# OBJECTIVE
Locate every line in the items containing the string "white", treating case as significant, and copy each of those lines.

## BEGIN

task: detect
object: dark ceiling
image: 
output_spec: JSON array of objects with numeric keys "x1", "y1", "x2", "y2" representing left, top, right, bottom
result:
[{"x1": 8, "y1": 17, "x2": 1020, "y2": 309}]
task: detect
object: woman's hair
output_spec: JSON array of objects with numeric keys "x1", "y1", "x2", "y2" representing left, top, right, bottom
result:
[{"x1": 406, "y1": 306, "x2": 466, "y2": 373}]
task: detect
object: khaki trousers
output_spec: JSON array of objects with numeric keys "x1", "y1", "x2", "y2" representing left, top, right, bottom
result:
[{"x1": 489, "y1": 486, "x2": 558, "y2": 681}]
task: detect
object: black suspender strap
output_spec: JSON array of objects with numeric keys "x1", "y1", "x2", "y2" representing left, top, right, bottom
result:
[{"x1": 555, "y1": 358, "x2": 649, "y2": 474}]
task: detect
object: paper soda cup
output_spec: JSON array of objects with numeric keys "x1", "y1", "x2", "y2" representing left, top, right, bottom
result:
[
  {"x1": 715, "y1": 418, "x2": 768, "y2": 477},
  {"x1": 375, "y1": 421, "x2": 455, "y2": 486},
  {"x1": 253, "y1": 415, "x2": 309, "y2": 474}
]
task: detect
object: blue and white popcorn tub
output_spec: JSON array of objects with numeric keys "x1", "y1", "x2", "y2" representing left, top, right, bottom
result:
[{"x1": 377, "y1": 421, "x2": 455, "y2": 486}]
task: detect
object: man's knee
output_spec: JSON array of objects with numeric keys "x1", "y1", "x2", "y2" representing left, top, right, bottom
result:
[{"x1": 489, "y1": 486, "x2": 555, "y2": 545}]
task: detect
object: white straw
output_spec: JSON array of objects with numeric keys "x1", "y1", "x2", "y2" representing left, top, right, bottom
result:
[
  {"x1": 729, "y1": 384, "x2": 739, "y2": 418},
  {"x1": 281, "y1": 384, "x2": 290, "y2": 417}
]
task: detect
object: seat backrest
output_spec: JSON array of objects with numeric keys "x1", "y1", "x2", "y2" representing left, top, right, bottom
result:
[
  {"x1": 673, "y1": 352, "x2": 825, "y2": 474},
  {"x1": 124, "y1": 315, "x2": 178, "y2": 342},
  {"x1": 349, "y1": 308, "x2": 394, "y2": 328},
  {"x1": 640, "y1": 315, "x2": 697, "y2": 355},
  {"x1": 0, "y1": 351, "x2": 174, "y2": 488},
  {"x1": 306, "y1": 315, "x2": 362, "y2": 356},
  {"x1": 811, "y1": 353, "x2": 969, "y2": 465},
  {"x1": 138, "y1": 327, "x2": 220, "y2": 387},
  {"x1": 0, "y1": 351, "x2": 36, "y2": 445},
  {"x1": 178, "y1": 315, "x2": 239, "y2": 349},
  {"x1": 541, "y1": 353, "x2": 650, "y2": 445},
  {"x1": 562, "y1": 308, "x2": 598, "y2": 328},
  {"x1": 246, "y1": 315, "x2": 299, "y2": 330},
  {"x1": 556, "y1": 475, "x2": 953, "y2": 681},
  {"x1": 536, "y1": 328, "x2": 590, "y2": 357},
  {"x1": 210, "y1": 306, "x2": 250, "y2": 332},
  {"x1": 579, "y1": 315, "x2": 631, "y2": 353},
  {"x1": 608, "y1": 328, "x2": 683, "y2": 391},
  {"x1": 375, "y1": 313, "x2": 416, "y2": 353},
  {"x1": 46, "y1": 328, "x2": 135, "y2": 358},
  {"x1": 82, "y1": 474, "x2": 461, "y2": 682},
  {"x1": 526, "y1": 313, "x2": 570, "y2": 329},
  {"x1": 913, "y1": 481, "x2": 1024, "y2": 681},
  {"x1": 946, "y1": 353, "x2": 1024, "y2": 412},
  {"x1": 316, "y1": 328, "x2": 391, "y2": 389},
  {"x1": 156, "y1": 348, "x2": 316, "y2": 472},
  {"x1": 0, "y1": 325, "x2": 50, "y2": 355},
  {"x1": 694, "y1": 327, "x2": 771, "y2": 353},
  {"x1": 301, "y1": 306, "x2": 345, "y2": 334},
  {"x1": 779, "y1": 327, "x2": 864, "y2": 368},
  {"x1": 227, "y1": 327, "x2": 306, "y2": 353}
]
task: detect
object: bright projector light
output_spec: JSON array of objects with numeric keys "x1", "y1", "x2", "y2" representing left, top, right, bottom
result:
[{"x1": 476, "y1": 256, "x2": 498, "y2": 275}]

## END

# RESULT OF THE EXERCISE
object: blue and white popcorn tub
object: white straw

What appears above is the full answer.